While these three global scenarios should serve to illustrate the potential benefits of most DOE applied R&D programs, if a particular program is designed to provide benefits under some other set of circumstances, the DOE and/or review panels are invited to consider benefits in additional scenarios. In such a case, the alternative scenario should be described clearly and its benefits for this scenario should be calculated and reported in a manner consistent with the principles outlined elsewhere in this report. It should be considered in addition to the three global scenarios considered in the prospective benefits matrix—that is, it should not be
viewed as a substitute for or a modification of one or more of those scenarios.
THE DECISION TREE FRAMEWORK
The estimated benefit of a program is subject to multiple sources of uncertainty, both as a result of what happens in the program itself and what happens to the alternative technologies or in the policy environment. The basic principle of program assessment remains the same as in a retrospective analysis: Find the difference between social benefits with the government program and without it. However, the implications of the various uncertainties must be considered carefully. In this section, the formal mechanism for estimating benefits—the decision tree framework—is described. First, some of the key factors to consider in benefit assessment are discussed.

== THINGS TO DO ==
1 > Please retype the stretch of the DOE benefits passage from "While these three" through "of those scenarios.".
2 > According to the DOE benefits passage, what is the formal mechanism for estimating benefits called?
3 > Write what comes next in the DOE benefits passage, starting after its final sentence.

[Collection entries]

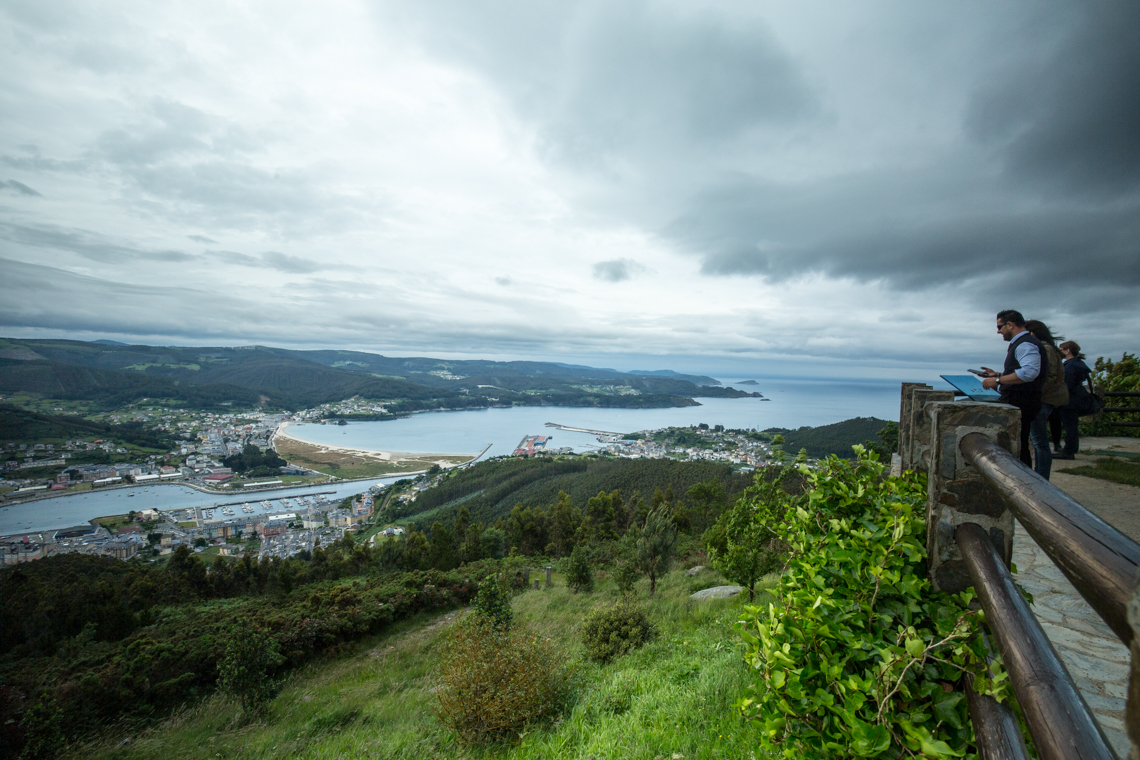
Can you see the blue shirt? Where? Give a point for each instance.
(1028, 357)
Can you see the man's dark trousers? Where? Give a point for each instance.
(1029, 409)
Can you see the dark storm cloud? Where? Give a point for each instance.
(605, 81)
(617, 270)
(87, 244)
(18, 188)
(1051, 248)
(1073, 121)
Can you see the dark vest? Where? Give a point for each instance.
(1025, 392)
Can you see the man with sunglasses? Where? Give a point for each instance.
(1023, 378)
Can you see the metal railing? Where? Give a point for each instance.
(1121, 394)
(1101, 564)
(977, 488)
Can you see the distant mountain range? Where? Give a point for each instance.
(107, 374)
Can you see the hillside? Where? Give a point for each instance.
(209, 377)
(490, 490)
(18, 425)
(835, 439)
(375, 699)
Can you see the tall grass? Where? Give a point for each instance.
(672, 697)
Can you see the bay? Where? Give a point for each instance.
(787, 403)
(78, 508)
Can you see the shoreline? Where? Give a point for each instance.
(377, 455)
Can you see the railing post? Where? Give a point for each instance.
(955, 491)
(1132, 707)
(904, 421)
(919, 442)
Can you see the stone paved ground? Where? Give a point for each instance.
(1094, 658)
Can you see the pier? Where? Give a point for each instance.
(583, 430)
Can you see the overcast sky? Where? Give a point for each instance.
(838, 188)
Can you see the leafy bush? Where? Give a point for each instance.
(579, 575)
(612, 631)
(497, 680)
(858, 656)
(494, 602)
(246, 670)
(1108, 375)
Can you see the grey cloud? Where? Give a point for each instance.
(1071, 121)
(19, 188)
(282, 262)
(292, 264)
(609, 81)
(617, 270)
(87, 244)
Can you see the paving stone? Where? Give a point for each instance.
(1045, 613)
(1104, 703)
(717, 593)
(1117, 689)
(1118, 741)
(1096, 627)
(1092, 646)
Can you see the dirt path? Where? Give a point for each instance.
(1115, 503)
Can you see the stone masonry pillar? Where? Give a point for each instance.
(919, 425)
(904, 421)
(957, 493)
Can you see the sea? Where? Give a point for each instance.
(786, 403)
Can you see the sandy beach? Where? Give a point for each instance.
(323, 456)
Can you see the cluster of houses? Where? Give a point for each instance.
(282, 532)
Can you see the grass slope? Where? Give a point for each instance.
(670, 699)
(1109, 468)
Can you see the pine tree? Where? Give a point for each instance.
(579, 575)
(654, 545)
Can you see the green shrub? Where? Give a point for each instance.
(626, 577)
(612, 631)
(497, 680)
(494, 601)
(579, 575)
(246, 669)
(860, 656)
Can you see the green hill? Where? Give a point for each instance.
(837, 439)
(206, 377)
(18, 424)
(491, 489)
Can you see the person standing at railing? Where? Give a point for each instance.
(1076, 375)
(1053, 394)
(1022, 378)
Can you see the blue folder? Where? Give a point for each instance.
(971, 386)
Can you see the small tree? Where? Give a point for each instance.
(625, 577)
(654, 545)
(494, 602)
(246, 668)
(579, 575)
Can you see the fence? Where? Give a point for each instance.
(976, 488)
(1109, 410)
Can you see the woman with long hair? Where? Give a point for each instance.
(1052, 395)
(1076, 375)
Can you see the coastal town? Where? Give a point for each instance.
(239, 521)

== SOLVED PROBLEMS ==
1 >
While these three global scenarios should serve to illustrate the potential benefits of most DOE applied R&D programs, if a particular program is designed to provide benefits under some other set of circumstances, the DOE and/or review panels are invited to consider benefits in additional scenarios. In such a case, the alternative scenario should be described clearly and its benefits for this scenario should be calculated and reported in a manner consistent with the principles outlined elsewhere in this report. It should be considered in addition to the three global scenarios considered in the prospective benefits matrix—that is, it should not be
viewed as a substitute for or a modification of one or more of those scenarios.

2 > The decision tree framework.

3 >
Key Factors in Benefit Assessment
It is essential first to define the outcomes for which it is worth calculating the benefits. Three factors typically determine the alternative outcomes of an applied R&D program. One (or two) of the factors might not be important in a specific case, but their ubiquity implies that each assessment should look at all three so that analysis teams can determine which of them need to be explicitly incorporated into the benefit calculations. Each is discussed briefly.
Estimating the Net Benefit of Government Support
An estimation of the expected net benefit of a government program involves an explicit or implicit comparison of the possible outcomes with the government program and the possible outcomes absent the program. For example, a government program might lead to a research team making a significant technology advance. The expected benefits of that advance could be estimated. However, to determine the net benefits of the government support, it is necessary to consider the extent to which this or other research teams are likely to have achieved the same technology advance absent the government support and to estimate the benefit and probability of the advance. The expected net benefit of the government program is the difference between the expected benefits with and without government support, not the expected benefit of the technology advance with government support.
Considering the Uncertainty Surrounding the Next-Best Technology
Similarly, estimation of the expected net benefits of a government program requires either explicit or implicit consideration of how the market would evolve without the technology being developed by the DOE research program. Take, for example, the estimation of net benefits of a successful government program for new solid state lighting technology. One could assess the benefits of the new lighting technology advance assuming it is coupled with a government program designed to hasten its market adoption. One would have to compare these benefits with those of a program designed to hasten the adoption of the next-best lighting technology—say, the next generation of compact fluorescent lights. It would not be appropriate to estimate the expected net benefits based on a comparison with the existing generation of compact fluorescents or (and this would be even less appropriate) the existing generation of incandescent lighting technology.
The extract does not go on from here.